**Goal:** Set out every row below as a numbered list, omitting any blank lines and leaving out the pictures.
:: Input
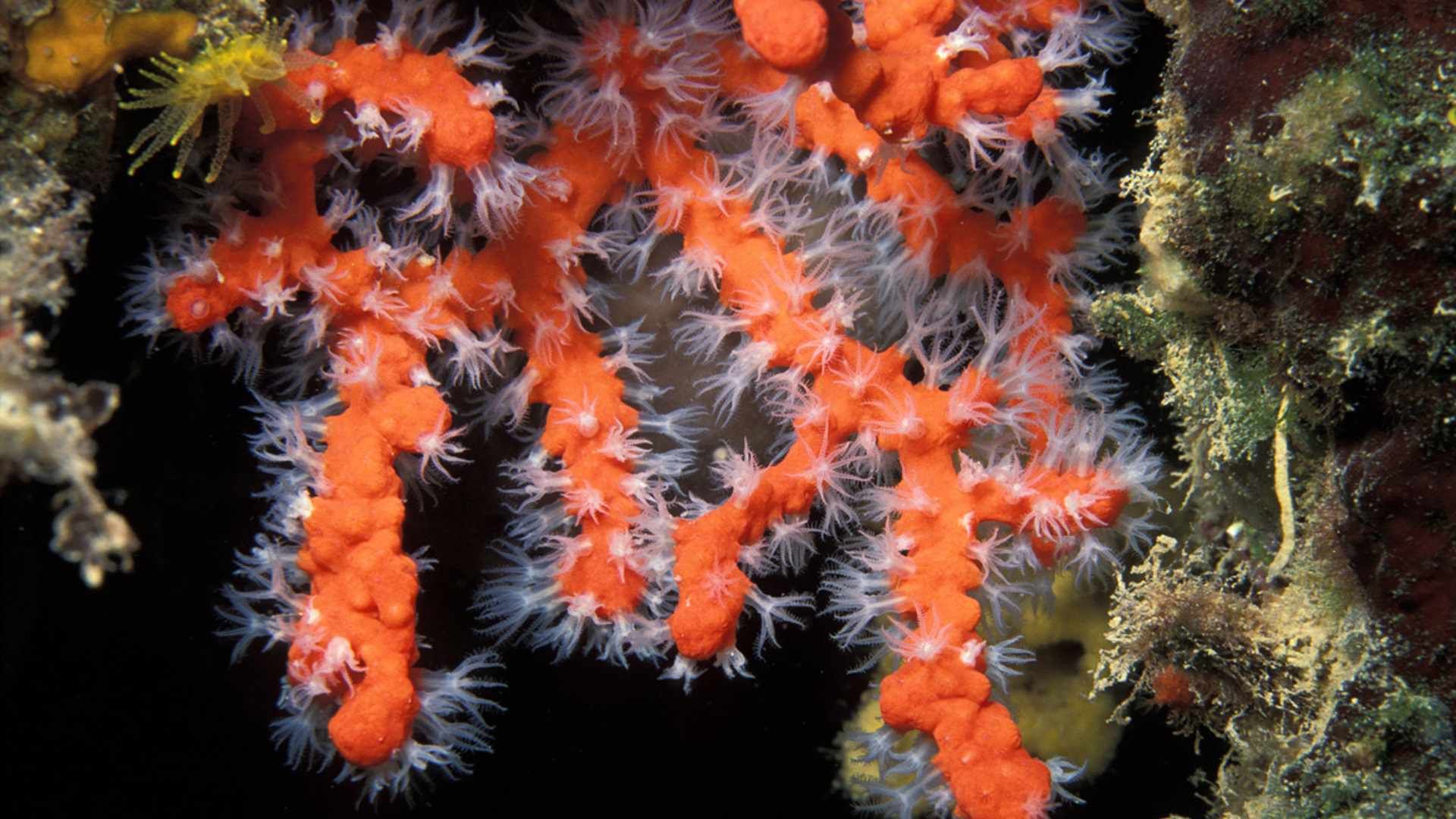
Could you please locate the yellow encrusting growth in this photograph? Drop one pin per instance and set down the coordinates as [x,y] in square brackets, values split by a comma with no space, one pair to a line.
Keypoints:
[218,76]
[80,41]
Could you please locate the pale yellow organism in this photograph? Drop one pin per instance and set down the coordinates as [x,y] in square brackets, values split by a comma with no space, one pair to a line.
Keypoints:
[218,76]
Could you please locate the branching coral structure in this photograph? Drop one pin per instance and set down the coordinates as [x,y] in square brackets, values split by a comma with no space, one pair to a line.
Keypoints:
[880,243]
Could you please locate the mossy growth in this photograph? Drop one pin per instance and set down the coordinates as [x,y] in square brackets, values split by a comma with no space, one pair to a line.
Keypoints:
[1225,400]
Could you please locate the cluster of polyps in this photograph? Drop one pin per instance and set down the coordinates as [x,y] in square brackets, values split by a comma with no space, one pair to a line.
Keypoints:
[875,241]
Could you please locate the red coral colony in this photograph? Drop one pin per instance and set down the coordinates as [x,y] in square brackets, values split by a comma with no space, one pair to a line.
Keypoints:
[871,226]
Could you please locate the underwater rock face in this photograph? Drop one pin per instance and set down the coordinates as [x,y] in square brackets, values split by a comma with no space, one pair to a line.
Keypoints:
[1299,295]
::::
**Result for this task:**
1. Could you please locate the yellow encrusting growth in this photograph? Drop one pin per instance and set down the coordinates as [x,y] in square brackets, values split by a comma with no space, one pair to a line.
2. Keypoints:
3. [218,76]
4. [80,41]
5. Could you please locate the pale yellow organism in this photograph? Drop one pin per instance and set down the coordinates as [x,y] in square brackets, values split by a comma with no space, one pair to a line.
6. Keypoints:
7. [218,76]
8. Could you please locate the branching coral structure in this photograph? Drop one pin per instance and set down the coordinates as [x,y] in square brackets, values split by a comma with no space, one pair to a line.
9. Keypoints:
10. [880,243]
11. Could you please locate the mossy growth in this photograph? Drop one pin per instance and set down the coordinates as [x,y] in square brackets, values split by a comma with no space, one pair to a line.
12. Keypoints:
13. [1225,400]
14. Could you please locate the cluster of polyps in this photograph? Drop one pin per instance and set down the coordinates as [x,y] in square brackets, values split by a comma with no space, one pair to a line.
15. Keypoints:
16. [875,241]
17. Could you please locate the red coral colony in this photograph? Drop one pin per instance and set down the coordinates as [x,y] in square brackets, values split by a comma with no space, one pair to a line.
18. Keypoints:
19. [871,226]
20. Could you please locate the underwater rock face in this photograph? Drop one pin per instance and set down the coordinates as [x,y] in square brackets, values split by a comma with no space, one pair to a line.
21. Keypoints:
22. [1299,295]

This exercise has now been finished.